== WRITTEN TASK ==
Express the lines of the records as a JSON list of strings, one string per line and with blank lines left out, beginning at the start of the records and running through the line containing "positive clicks: (438, 80) (412, 42)". Omit the pictures from the list.

___

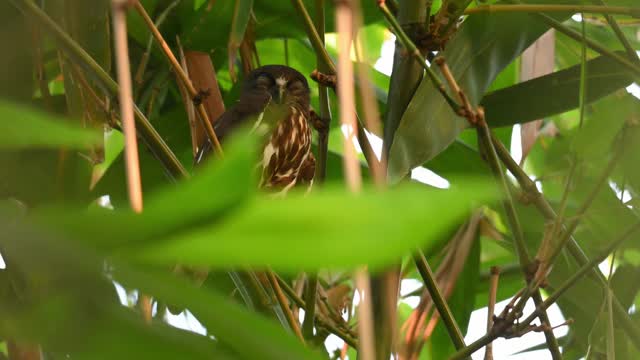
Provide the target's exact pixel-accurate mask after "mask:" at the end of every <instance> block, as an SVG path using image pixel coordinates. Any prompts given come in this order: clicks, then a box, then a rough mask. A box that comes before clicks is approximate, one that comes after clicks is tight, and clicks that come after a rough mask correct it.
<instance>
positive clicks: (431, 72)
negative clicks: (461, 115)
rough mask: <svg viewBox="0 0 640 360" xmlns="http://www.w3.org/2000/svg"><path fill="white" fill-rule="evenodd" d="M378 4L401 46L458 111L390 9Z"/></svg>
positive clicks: (438, 80) (412, 42)
mask: <svg viewBox="0 0 640 360" xmlns="http://www.w3.org/2000/svg"><path fill="white" fill-rule="evenodd" d="M378 6H379V8H380V10H381V11H382V13H383V15H384V17H385V18H386V19H387V22H388V23H389V25H391V27H392V28H393V31H394V32H395V34H396V36H397V37H398V39H399V40H400V42H401V43H402V46H404V47H405V49H407V52H408V53H409V55H410V56H411V57H413V58H414V59H415V61H417V62H418V63H419V64H420V65H421V66H422V68H423V69H424V70H425V71H426V73H427V75H428V76H429V79H430V80H431V82H432V83H433V86H435V88H436V89H437V90H438V91H439V92H440V94H441V95H442V96H443V97H444V99H445V100H446V101H447V104H449V106H450V107H451V109H452V110H453V111H454V112H455V113H458V111H459V109H460V105H458V104H457V103H456V102H455V100H453V98H451V96H449V94H447V90H446V89H445V87H444V84H443V83H442V81H440V79H439V78H438V77H437V76H436V74H435V72H434V71H433V70H432V69H431V67H430V66H429V65H427V64H426V62H425V61H424V58H423V57H422V54H421V53H420V50H418V48H417V47H416V45H415V44H414V43H413V41H411V39H410V38H409V36H408V35H407V34H406V33H405V32H404V30H402V27H401V26H400V24H399V23H398V21H397V20H396V18H395V17H394V16H393V14H391V10H389V8H388V7H387V5H386V4H385V3H384V2H378Z"/></svg>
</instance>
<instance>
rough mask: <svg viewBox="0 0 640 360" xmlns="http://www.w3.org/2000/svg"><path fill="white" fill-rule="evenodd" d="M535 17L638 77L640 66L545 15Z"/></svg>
mask: <svg viewBox="0 0 640 360" xmlns="http://www.w3.org/2000/svg"><path fill="white" fill-rule="evenodd" d="M533 15H535V16H538V17H539V18H540V19H541V20H542V21H543V22H545V23H546V24H547V25H549V26H550V27H552V28H554V29H556V30H558V31H559V32H561V33H563V34H565V35H566V36H568V37H570V38H572V39H574V40H575V41H579V42H582V41H584V42H585V43H586V44H587V46H588V47H589V48H590V49H592V50H593V51H595V52H597V53H599V54H601V55H604V56H606V57H608V58H611V59H612V60H615V61H616V62H618V63H619V64H620V65H622V66H624V67H625V68H627V69H628V70H630V71H631V72H633V73H634V74H635V76H640V66H638V65H636V64H634V63H633V62H631V61H630V60H628V59H626V58H624V57H622V56H620V55H618V54H616V53H614V52H612V51H610V50H609V49H607V48H605V47H604V46H602V45H600V44H598V43H597V42H595V41H593V40H591V39H588V38H584V39H583V37H582V35H581V34H580V33H579V32H577V31H575V30H573V29H570V28H568V27H567V26H565V25H564V24H563V23H561V22H559V21H558V20H556V19H554V18H552V17H550V16H548V15H546V14H540V13H535V14H533Z"/></svg>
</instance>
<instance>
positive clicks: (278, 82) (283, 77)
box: [271, 76, 287, 104]
mask: <svg viewBox="0 0 640 360" xmlns="http://www.w3.org/2000/svg"><path fill="white" fill-rule="evenodd" d="M286 89H287V79H285V78H284V76H281V77H279V78H276V86H275V89H274V91H273V92H272V98H271V99H272V100H273V101H275V102H276V103H278V104H282V103H283V102H284V98H285V93H284V92H285V90H286Z"/></svg>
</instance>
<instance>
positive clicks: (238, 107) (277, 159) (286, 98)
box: [196, 65, 315, 192]
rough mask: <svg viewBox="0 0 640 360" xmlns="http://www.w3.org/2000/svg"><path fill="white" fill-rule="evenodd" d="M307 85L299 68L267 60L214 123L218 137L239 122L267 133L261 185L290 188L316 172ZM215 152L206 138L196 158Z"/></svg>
mask: <svg viewBox="0 0 640 360" xmlns="http://www.w3.org/2000/svg"><path fill="white" fill-rule="evenodd" d="M309 113H310V108H309V85H308V84H307V80H306V79H305V77H304V76H303V75H302V74H300V73H299V72H298V71H296V70H294V69H292V68H290V67H288V66H283V65H267V66H262V67H260V68H257V69H255V70H254V71H252V72H251V73H249V75H247V77H246V79H245V80H244V83H243V85H242V90H241V93H240V99H239V100H238V103H237V104H235V105H234V106H233V107H232V108H230V109H228V110H227V111H226V112H225V113H224V114H222V116H221V117H220V118H219V119H218V120H217V121H216V123H215V132H216V135H217V136H218V138H219V139H220V141H223V140H224V138H225V137H226V136H227V135H228V134H229V133H231V132H232V131H233V130H234V129H236V128H238V127H240V126H243V125H244V126H248V127H251V128H252V131H255V132H257V133H258V134H260V135H262V136H263V137H264V142H263V149H262V157H261V159H260V161H259V163H258V165H259V167H260V168H261V177H260V187H263V188H266V189H270V190H275V191H282V192H286V191H287V190H289V189H290V188H291V187H293V186H295V185H306V186H310V185H311V183H312V182H313V176H314V173H315V157H314V156H313V153H312V152H311V127H310V122H309ZM210 152H211V144H210V143H206V144H205V145H204V146H203V147H202V149H201V151H200V152H199V153H198V155H197V156H196V163H199V162H200V161H202V160H203V158H204V157H206V155H208V154H209V153H210Z"/></svg>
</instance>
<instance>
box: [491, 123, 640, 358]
mask: <svg viewBox="0 0 640 360" xmlns="http://www.w3.org/2000/svg"><path fill="white" fill-rule="evenodd" d="M491 141H492V142H493V144H494V146H495V148H496V151H497V152H498V156H499V157H500V160H501V161H502V162H503V163H504V164H505V165H506V167H507V169H509V172H511V174H512V175H513V176H514V177H515V178H516V180H517V181H518V183H519V184H520V186H521V187H522V189H523V191H524V192H525V194H526V196H527V198H528V199H529V201H532V202H533V203H534V204H535V206H536V208H537V209H538V211H540V213H541V214H542V216H543V217H544V218H545V219H546V220H548V221H554V220H555V218H556V213H555V211H554V210H553V207H551V205H550V204H549V202H548V201H547V200H546V199H545V198H544V196H543V195H542V194H541V193H540V192H539V191H538V189H537V187H536V184H535V183H534V182H533V180H531V179H530V178H529V176H528V175H527V173H526V172H525V171H524V170H522V168H520V166H518V164H517V163H516V162H515V161H514V160H513V158H512V157H511V154H509V150H507V149H506V148H505V147H504V145H503V144H502V142H500V140H498V139H497V138H496V137H495V136H494V135H493V134H492V137H491ZM567 250H569V254H570V255H571V256H572V257H573V258H574V259H575V261H576V262H577V263H578V264H579V265H581V266H583V265H585V264H587V263H588V262H589V258H588V257H587V256H586V255H585V253H584V251H582V248H580V245H578V243H577V242H576V241H575V239H573V238H572V237H570V238H569V243H568V244H567ZM591 273H592V275H593V276H594V277H595V278H597V279H598V281H599V282H600V285H601V286H602V287H606V286H608V285H607V281H606V279H605V278H604V276H602V273H601V272H600V271H598V270H595V269H592V270H591ZM613 302H614V303H613V305H614V314H615V316H616V320H617V321H618V323H619V324H620V325H621V326H622V328H623V329H624V331H625V332H626V333H627V334H628V335H629V339H631V341H632V342H633V344H634V346H635V347H636V348H637V349H640V329H639V328H638V327H637V326H636V325H635V323H634V322H633V321H632V320H631V318H630V317H629V314H628V313H627V310H626V309H625V308H624V307H623V306H622V305H621V304H620V301H619V300H618V299H617V297H614V298H613Z"/></svg>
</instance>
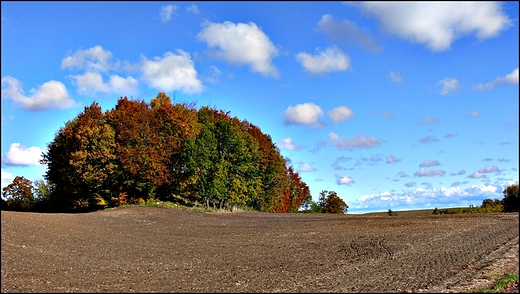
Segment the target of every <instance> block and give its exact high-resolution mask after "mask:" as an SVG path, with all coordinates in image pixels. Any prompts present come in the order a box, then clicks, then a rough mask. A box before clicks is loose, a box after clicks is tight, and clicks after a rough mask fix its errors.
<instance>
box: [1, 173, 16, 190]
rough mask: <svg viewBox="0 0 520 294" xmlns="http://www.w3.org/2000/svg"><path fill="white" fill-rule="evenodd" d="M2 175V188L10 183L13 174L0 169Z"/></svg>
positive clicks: (12, 180)
mask: <svg viewBox="0 0 520 294" xmlns="http://www.w3.org/2000/svg"><path fill="white" fill-rule="evenodd" d="M1 176H2V189H3V188H4V187H6V186H8V185H9V184H11V183H12V182H13V180H14V176H13V175H12V174H11V173H8V172H6V171H1Z"/></svg>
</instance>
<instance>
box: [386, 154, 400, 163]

___

== RESPONSE AREA ==
[
  "Provide the target's exact pixel-accurate mask after \"mask:\" at the end of every <instance> block, as an SVG path using image pixel coordinates. Any prompts given come in this order: clicks, then a box, then a rough mask. A box that comes before clicks is approximate, one that comes after clicks is tight, and clicks that come after a rough mask correct it.",
  "<instance>",
  "positive clicks: (431, 72)",
  "negative clicks: (461, 115)",
  "rough mask: <svg viewBox=\"0 0 640 360\" xmlns=\"http://www.w3.org/2000/svg\"><path fill=\"white\" fill-rule=\"evenodd\" d=\"M378 4L401 46L458 111L390 9Z\"/></svg>",
  "positive clicks: (438, 80) (412, 42)"
]